Copy the material below word for word, changing nothing.

— START OF Records —

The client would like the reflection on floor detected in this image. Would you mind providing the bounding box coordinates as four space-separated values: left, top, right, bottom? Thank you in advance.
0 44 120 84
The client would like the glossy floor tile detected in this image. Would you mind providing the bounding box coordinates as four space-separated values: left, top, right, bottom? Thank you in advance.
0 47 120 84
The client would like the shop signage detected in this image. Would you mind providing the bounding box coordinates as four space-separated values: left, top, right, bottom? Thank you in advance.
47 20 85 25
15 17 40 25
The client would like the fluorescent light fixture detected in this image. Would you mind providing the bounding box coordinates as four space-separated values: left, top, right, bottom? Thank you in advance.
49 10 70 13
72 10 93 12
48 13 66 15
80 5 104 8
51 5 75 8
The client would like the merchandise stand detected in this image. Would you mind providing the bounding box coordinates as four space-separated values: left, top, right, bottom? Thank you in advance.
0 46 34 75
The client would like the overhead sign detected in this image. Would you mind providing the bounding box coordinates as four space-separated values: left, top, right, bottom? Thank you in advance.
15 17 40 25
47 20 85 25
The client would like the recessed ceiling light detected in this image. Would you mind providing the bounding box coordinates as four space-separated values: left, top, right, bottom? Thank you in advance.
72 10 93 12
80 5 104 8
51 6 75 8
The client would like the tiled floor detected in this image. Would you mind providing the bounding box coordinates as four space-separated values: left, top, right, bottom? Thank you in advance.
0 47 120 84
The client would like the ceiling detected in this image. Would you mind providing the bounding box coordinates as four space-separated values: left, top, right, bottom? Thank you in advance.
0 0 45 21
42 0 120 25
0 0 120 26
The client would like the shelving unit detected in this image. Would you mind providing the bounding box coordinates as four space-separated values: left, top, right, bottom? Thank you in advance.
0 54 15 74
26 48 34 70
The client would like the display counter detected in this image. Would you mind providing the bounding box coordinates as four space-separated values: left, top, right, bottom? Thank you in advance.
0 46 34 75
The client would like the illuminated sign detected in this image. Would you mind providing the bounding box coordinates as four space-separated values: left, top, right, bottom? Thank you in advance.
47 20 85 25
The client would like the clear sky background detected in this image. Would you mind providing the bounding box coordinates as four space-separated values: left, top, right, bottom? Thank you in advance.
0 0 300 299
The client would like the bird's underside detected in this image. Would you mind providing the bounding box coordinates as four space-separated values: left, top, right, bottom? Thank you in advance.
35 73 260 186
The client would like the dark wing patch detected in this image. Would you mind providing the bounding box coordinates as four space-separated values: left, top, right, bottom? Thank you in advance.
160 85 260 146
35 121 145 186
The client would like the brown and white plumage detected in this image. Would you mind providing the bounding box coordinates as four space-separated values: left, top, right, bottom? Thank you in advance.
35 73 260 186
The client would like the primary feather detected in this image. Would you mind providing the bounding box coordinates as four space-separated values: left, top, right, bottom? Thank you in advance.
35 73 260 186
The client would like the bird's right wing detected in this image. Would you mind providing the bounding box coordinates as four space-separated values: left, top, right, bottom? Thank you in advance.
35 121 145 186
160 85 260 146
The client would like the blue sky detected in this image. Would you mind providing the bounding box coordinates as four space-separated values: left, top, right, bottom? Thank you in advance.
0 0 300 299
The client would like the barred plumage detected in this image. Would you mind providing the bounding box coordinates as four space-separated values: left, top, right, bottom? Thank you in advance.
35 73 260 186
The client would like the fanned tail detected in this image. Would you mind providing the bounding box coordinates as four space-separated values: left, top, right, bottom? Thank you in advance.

— END OF Records —

Task result.
The client would like the reflection on floor detected in this image. Would you mind providing the bounding box coordinates as four space-separated values: left, top, right, bottom? Thank you in advance.
0 44 120 84
The client would like the glossy floor tile detected in this image. Would you mind providing the bounding box coordinates as four space-separated values: left, top, right, bottom? Thank you in advance.
0 47 120 84
The client would like the shop signage detected in this image. Would you mind providing the bounding box coordinates as four space-separated values: left, top, right, bottom? Thank you in advance.
47 20 85 25
15 17 40 25
The client would like the fluorescent light fixture detected in this image. Would you mind providing the bounding box coordinates as four space-separated values: left, top, right, bottom? Thank you in advance.
49 10 70 13
72 10 93 12
48 13 66 15
80 5 104 8
51 5 75 8
The client would like the merchandise stand detected in this image. Would you mind providing the bounding box coordinates as four space-separated values: left, top, right, bottom? Thank you in advance.
0 46 34 75
The client would like the overhead sign detected in this image. Would you mind providing the bounding box coordinates as four space-separated values: left, top, right, bottom? Thank you in advance.
15 17 40 25
47 20 85 25
The client would like the recessed ceiling light detected in this image. Would you mind providing the bounding box coordinates as four space-separated values: left, top, right, bottom? Thank you in advance.
72 10 93 12
80 5 104 8
51 6 75 8
The client would like the tiled floor detected in this image. Would you mind providing the bounding box coordinates as four space-separated values: left, top, right, bottom? Thank you in advance.
0 47 120 84
The client would like the ceiling detected in this image. Would you mind providing the bounding box coordinates as four space-separated values: left, top, right, bottom? Thank you in advance.
0 0 45 21
42 0 120 25
0 0 120 26
The client would like the shelving unit detected in this image. Would you mind providing the bounding box coordinates as four space-separated values: left, top, right, bottom? Thank you in advance.
0 54 15 74
26 48 34 70
The client would like the display counter detected in this image. Would you mind providing the bounding box coordinates as four space-separated values: left, top, right, bottom? Thank you in advance.
0 46 34 75
The client would like the illuminated sign detected in this image. Would you mind providing the bounding box coordinates as four space-separated values: left, top, right, bottom? Thank you in advance.
47 20 85 25
The client would like the clear sky background detected in this image. Would you mind providing the bounding box coordinates as four space-separated values: left, top, right, bottom? Thank you in advance.
0 0 300 299
The client would like the bird's underside detected in this image. Would you mind providing the bounding box coordinates as four space-separated values: left, top, right, bottom? Thank you in advance.
35 73 260 186
The client would like the dark wing patch detected in this image. Would you mind providing the bounding box coordinates as four space-separated values: left, top, right, bottom? Thank you in advance.
160 85 260 146
35 121 145 186
The client would like the brown and white plumage detected in this image. Would you mind providing the bounding box coordinates as four space-separated values: left, top, right, bottom? Thank you in advance.
35 73 260 186
The client would like the primary feather detected in this image. Would you mind providing the bounding box coordinates as four space-separated values: left, top, right, bottom? Thank you in advance.
35 73 260 186
The client would like the bird's right wing detected in this image. Would you mind providing the bounding box coordinates as four space-separated values: left, top, right, bottom? Thank you in advance.
35 121 145 186
160 85 260 146
The client would like the blue sky detected in this image. Would you mind providing the bounding box coordinates as four space-separated values: left, top, right, bottom? Thank you in advance.
0 0 300 299
The client would like the barred plumage detected in this image. Would you mind providing the bounding box coordinates as four space-separated values: left, top, right, bottom? Thank you in advance.
35 73 260 186
The client would like the fanned tail detected in this image. Would you mind providing the bounding box coordinates as four space-separated values: left, top, right, bottom? Thank you in advance.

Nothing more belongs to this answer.